EXERCISE DESCRIPTION: Can you copy, character for character, the lines in the records below starting at the line that contains "In this exercise you will find the road" and ending at the line that contains "[(76, 237), (117, 345), (253, 332), (157, 324)]", with both of those lines included?
--- BEGIN ---
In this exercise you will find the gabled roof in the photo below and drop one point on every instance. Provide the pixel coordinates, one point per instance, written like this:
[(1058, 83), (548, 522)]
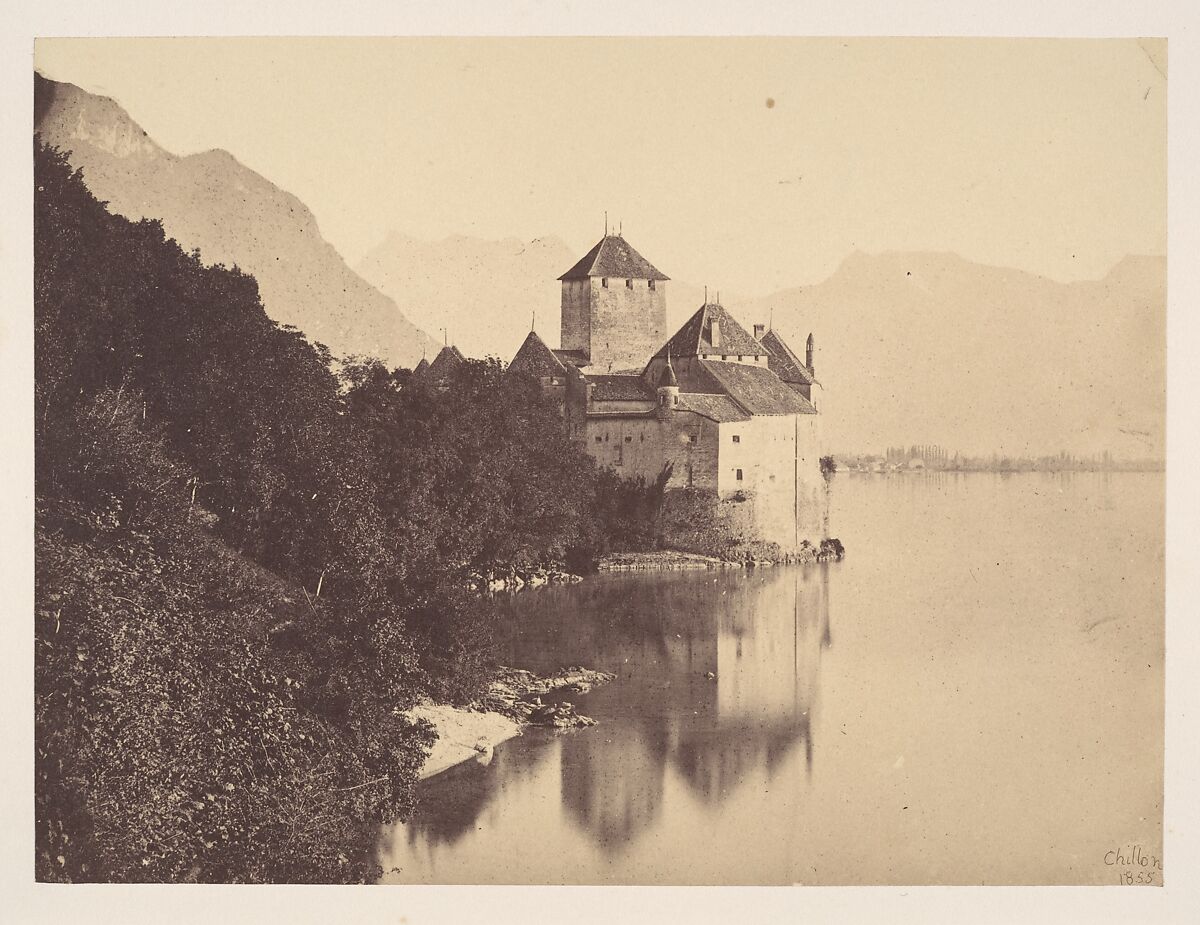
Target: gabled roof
[(719, 408), (613, 257), (756, 389), (785, 364), (695, 337), (621, 389), (535, 359), (445, 362)]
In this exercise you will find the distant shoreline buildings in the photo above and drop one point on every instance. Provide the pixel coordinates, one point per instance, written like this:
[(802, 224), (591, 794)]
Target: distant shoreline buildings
[(712, 408)]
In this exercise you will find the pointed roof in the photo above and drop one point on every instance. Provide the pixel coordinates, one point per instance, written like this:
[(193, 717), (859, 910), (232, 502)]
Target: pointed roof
[(695, 337), (445, 362), (781, 361), (613, 257), (535, 359), (757, 389), (719, 408)]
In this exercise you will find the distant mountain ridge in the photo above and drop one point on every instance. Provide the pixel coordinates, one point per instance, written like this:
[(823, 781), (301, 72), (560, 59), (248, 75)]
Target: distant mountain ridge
[(911, 347), (234, 216), (934, 348)]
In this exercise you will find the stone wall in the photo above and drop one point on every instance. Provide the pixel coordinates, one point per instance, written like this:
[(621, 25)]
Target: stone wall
[(618, 325), (636, 445), (576, 324)]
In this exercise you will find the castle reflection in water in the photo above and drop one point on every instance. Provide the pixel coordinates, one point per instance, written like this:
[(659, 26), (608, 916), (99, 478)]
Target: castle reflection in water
[(717, 684)]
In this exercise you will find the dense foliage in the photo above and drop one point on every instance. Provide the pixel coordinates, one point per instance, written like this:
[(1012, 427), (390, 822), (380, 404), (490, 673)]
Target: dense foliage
[(250, 566)]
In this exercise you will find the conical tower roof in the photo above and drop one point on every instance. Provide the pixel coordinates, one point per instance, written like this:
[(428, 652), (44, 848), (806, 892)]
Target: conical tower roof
[(616, 258)]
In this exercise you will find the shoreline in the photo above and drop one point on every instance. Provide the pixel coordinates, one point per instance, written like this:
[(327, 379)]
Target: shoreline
[(513, 703), (676, 560)]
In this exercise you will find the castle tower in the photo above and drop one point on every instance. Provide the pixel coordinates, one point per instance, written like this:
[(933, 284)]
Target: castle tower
[(615, 307)]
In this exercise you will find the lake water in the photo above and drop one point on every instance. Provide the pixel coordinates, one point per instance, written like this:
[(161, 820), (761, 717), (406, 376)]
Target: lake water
[(975, 695)]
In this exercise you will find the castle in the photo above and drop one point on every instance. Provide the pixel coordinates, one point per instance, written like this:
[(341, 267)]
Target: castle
[(730, 413)]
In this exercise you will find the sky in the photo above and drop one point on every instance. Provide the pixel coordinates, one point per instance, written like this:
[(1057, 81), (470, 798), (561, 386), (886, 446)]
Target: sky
[(749, 164)]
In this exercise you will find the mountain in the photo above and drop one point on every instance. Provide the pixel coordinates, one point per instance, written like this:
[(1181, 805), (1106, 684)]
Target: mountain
[(486, 293), (483, 293), (233, 216), (934, 348), (911, 347)]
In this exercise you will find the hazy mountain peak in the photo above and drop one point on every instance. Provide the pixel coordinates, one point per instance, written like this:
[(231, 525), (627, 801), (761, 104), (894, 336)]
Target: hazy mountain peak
[(97, 121), (234, 216)]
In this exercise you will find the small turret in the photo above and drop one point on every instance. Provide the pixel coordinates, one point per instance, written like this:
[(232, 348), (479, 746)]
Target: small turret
[(669, 391)]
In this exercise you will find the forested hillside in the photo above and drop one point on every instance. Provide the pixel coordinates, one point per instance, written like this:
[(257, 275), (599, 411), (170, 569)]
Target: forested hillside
[(249, 568)]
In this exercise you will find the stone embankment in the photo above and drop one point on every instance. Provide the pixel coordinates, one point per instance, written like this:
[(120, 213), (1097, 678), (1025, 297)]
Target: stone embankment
[(515, 698)]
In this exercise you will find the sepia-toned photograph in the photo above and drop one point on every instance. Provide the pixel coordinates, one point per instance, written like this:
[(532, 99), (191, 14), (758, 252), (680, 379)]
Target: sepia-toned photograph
[(600, 461)]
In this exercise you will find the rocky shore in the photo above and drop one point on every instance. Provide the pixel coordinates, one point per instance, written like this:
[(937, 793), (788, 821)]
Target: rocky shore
[(747, 557), (515, 698), (515, 580)]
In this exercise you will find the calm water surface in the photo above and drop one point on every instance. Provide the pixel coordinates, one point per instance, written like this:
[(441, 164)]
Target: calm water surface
[(973, 696)]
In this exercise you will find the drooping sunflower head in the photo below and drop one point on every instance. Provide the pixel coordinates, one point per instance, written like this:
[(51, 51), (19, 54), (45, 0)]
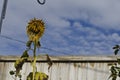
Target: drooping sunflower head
[(35, 29)]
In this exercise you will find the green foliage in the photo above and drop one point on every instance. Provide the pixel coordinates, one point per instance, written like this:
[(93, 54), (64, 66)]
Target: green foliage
[(35, 30), (115, 70)]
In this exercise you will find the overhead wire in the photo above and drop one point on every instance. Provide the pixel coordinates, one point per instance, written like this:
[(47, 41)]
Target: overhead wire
[(23, 42)]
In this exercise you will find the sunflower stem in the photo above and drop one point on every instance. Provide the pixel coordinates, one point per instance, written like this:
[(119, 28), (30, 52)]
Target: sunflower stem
[(34, 61)]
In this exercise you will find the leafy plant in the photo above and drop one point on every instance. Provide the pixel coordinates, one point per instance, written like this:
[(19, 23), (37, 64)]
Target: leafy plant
[(35, 30), (115, 69)]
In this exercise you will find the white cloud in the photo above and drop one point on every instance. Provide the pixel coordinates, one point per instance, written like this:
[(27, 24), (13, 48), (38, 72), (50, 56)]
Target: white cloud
[(64, 29)]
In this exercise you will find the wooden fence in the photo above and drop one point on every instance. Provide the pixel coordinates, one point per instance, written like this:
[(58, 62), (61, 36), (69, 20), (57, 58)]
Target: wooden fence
[(63, 68)]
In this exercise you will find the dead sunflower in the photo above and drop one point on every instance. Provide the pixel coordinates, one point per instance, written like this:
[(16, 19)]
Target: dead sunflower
[(35, 30)]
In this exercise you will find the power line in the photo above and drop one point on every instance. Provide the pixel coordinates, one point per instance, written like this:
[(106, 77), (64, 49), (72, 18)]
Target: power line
[(23, 42)]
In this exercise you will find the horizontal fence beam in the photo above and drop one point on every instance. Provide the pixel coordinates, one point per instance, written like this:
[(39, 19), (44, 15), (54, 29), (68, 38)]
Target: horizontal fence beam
[(68, 61)]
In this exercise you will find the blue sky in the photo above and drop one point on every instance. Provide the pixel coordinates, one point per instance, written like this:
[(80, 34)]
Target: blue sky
[(73, 27)]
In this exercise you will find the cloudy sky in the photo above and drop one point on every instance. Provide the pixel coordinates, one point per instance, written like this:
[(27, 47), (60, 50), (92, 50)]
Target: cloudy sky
[(73, 27)]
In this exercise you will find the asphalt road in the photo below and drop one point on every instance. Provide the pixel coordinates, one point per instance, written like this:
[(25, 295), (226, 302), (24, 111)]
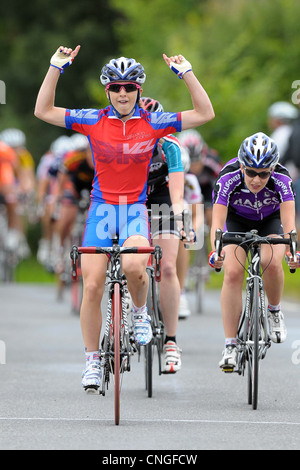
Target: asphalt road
[(42, 405)]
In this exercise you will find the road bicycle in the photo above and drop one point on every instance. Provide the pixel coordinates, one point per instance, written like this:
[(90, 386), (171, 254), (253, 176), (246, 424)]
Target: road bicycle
[(76, 237), (117, 345), (253, 332), (157, 324)]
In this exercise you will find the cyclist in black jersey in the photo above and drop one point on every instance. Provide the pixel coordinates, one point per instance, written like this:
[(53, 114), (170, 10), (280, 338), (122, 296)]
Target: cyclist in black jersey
[(166, 187)]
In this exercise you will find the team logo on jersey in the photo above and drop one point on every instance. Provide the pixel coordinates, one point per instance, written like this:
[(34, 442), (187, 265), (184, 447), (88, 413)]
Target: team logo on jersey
[(123, 153)]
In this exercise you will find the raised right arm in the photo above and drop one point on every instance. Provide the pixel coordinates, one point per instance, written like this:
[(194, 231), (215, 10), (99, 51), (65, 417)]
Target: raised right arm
[(45, 108)]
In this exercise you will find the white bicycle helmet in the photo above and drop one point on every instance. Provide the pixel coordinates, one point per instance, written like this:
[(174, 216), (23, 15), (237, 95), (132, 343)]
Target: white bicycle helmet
[(193, 141), (122, 69), (283, 110), (13, 137), (258, 151)]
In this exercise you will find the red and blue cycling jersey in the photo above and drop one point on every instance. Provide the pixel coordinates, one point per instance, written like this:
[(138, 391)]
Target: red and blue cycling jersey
[(122, 151)]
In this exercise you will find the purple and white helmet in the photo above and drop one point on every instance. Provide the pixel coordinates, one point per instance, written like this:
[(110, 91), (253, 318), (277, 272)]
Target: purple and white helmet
[(258, 151), (122, 69)]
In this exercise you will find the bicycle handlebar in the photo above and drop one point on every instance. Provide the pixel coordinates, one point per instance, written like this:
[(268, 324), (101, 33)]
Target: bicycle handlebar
[(253, 237)]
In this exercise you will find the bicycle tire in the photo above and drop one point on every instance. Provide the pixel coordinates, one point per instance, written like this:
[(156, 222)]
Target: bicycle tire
[(116, 331), (148, 348), (253, 362)]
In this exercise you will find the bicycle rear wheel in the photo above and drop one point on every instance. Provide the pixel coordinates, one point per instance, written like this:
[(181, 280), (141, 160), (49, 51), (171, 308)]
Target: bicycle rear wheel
[(148, 348), (117, 362), (253, 351)]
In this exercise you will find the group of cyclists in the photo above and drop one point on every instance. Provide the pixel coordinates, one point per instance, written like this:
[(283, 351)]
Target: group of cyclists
[(129, 160)]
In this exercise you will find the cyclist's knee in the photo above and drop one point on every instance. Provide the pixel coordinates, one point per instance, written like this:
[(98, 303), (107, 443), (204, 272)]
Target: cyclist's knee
[(233, 277), (168, 270)]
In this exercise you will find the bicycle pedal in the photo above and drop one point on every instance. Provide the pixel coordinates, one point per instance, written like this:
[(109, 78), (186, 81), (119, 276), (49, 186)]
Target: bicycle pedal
[(228, 370), (92, 390)]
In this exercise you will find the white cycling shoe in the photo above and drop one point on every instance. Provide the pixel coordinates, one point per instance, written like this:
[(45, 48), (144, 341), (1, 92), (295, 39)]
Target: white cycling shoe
[(229, 360), (91, 377)]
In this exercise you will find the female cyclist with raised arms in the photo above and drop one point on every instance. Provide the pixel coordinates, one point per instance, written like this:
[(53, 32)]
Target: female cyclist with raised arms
[(122, 139), (253, 191)]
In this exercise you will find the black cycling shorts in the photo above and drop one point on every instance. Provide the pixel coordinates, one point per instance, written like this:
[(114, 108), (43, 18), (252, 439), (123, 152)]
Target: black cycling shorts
[(271, 225), (159, 203)]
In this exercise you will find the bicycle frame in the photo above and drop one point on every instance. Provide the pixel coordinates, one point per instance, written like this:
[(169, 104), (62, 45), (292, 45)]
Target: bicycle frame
[(117, 344), (253, 333)]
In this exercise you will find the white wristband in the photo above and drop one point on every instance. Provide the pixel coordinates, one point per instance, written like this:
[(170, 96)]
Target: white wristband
[(182, 68)]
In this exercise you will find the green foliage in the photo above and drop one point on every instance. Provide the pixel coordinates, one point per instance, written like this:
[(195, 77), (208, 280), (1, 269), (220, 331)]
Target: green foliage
[(30, 32), (245, 53)]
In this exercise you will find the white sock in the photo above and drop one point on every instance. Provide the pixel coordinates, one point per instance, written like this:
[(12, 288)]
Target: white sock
[(230, 341), (273, 308), (92, 356)]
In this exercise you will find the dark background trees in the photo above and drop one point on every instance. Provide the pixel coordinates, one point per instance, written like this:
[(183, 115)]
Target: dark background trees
[(246, 54)]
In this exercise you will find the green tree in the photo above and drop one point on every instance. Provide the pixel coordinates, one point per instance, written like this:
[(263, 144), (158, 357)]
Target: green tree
[(30, 32), (245, 53)]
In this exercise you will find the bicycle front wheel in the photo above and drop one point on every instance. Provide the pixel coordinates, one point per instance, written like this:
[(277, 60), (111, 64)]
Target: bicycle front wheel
[(253, 351), (117, 362), (148, 347)]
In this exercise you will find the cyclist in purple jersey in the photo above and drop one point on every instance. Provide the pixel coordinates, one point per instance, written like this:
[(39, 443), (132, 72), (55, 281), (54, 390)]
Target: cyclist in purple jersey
[(253, 191)]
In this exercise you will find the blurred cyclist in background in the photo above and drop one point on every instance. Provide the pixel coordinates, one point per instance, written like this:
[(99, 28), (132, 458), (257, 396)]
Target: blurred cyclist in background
[(19, 187), (165, 187), (192, 197), (205, 164), (46, 176), (281, 116)]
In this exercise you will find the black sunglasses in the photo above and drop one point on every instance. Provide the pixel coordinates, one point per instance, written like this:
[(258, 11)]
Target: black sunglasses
[(263, 175), (128, 87)]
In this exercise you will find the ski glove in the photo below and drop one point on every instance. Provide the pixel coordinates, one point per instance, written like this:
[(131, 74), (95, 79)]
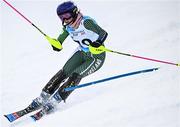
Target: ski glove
[(55, 43), (96, 48)]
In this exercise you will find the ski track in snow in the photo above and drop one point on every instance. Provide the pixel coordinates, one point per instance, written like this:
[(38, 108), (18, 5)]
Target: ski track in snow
[(149, 29)]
--- END ---
THE RESULT:
In this exercise you will find the road bicycle in the photo above and drop one point on every instance. Provide the pixel coordinates, one point per instance, written like this:
[(90, 386), (171, 254), (253, 176), (246, 424)]
Target: road bicycle
[(76, 237), (117, 345), (253, 332), (157, 324)]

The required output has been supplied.